--- start Data for this task ---

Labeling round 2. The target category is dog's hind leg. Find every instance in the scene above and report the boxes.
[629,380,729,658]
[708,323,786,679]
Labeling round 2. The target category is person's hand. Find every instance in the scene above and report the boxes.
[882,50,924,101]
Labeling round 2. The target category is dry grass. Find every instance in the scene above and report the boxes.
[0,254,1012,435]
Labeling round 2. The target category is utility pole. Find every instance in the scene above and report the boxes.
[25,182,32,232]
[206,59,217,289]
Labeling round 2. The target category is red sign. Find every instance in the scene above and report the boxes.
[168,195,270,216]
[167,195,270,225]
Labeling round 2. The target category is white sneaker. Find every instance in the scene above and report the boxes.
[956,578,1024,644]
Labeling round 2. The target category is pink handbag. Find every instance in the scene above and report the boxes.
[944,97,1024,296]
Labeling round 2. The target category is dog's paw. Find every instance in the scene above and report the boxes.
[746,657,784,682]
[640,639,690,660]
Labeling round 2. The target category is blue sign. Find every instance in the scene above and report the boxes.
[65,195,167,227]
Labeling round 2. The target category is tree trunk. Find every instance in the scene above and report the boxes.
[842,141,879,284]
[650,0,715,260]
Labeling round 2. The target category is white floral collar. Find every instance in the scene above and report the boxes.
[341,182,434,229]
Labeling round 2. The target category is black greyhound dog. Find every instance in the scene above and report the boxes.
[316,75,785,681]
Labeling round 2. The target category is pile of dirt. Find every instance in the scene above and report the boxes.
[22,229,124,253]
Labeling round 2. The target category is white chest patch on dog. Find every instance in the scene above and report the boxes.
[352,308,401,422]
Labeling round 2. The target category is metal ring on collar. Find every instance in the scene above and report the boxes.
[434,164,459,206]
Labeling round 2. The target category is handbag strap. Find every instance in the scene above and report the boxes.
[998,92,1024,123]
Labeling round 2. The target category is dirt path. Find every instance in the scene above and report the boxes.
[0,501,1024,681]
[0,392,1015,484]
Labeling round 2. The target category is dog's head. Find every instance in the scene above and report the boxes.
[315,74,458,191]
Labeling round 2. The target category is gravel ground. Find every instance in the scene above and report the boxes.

--- end Data for this task ---

Could you copy every one of the records above, line for line and word for word?

Labeling round 2. The target category is dog's hind leg. Find every instance in the scene above and report the boxes.
[629,380,729,658]
[708,323,786,679]
Labeling round 2. The target category is person's hand. Find every instance in the scene above and report the boxes.
[882,50,924,101]
Labeling round 2. The target category is dry grass. Find every instance in the scene above and report the boxes.
[0,254,1012,435]
Labeling round 2. The target category is utility pole. Find every instance in the scene above and report the boxes.
[25,182,32,232]
[206,59,217,289]
Labeling round 2. The target category is red sign. Find every instance in the scene above and report the boxes.
[168,195,270,216]
[167,195,270,225]
Labeling round 2. The target category is white sneaker. Find every instance in the scene above and report the boxes.
[956,578,1024,644]
Labeling round 2. The target category is pink handbag. Find every instance in the scene above and report the boxes.
[944,97,1024,296]
Labeling round 2. The target category is dog's paw. Find every instance in the scene above and report the boxes.
[746,657,784,682]
[640,639,690,660]
Labeling round 2. The target category is blue sign. Find every instance in the scene above and report the boxes.
[65,195,167,227]
Labeling round 2. The target category is tree trunk. Find every instance in the scene above and report the boxes.
[842,141,879,284]
[650,0,715,260]
Labeling round 2. The target category is white floral collar. Find every instance in the scene above and report the boxes.
[341,182,434,229]
Labeling round 2. The target category is black greyhound dog. Find every instance in the scene above and report the boxes.
[316,75,785,681]
Labeling round 2. The target category is pile of dirt. Find every instance in the scene above and report the boxes.
[22,229,124,253]
Labeling round 2. The target category is white chest patch on dog. Find every instance in the scene above and report the boxes.
[352,308,401,422]
Labeling round 2. The target category is metal ring on collar. Find every instance in the scene above and report the boxes.
[434,164,459,206]
Labeling round 2. The target category is handbag strap. Find every instance in the scene above and report the boxes.
[998,92,1024,123]
Labeling round 2. The target category is dirt path. Find every instance in the scene above and report the boxes.
[0,501,1024,681]
[0,392,1015,484]
Labeling round 2. The target category is dog's head. Find every instance in the scene above and report the boxes.
[315,74,458,191]
Labeling round 2. The target category is gravel ground. Find every instance in the scene above and report the boxes.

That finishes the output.